» **What is required**
The required output is the exact run of lines below that opens at the line with "point(82, 98)" and closes at the line with "point(70, 68)".

== Segment start ==

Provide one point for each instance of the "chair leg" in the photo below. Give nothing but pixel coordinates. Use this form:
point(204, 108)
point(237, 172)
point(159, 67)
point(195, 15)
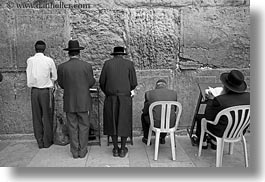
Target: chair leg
point(231, 148)
point(156, 145)
point(149, 137)
point(201, 137)
point(245, 150)
point(172, 138)
point(219, 152)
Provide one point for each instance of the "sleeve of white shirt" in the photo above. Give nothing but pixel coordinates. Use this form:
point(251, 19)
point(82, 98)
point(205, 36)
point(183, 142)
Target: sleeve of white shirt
point(53, 71)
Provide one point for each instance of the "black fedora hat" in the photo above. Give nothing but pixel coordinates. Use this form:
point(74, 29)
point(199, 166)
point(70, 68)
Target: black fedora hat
point(73, 45)
point(119, 51)
point(234, 81)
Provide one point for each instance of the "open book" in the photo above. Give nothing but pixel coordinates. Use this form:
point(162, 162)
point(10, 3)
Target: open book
point(215, 91)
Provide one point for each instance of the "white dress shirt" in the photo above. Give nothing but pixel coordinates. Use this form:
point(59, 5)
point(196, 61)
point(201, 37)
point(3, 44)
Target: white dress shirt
point(41, 71)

== Segment end ==

» **Answer to this problem**
point(82, 98)
point(205, 36)
point(183, 142)
Target: sleeve of white shirt
point(53, 71)
Provide one point for each instance of the "black fedora hat" in the photo above. Give nothing but pixel coordinates. Use this form:
point(74, 29)
point(199, 166)
point(70, 68)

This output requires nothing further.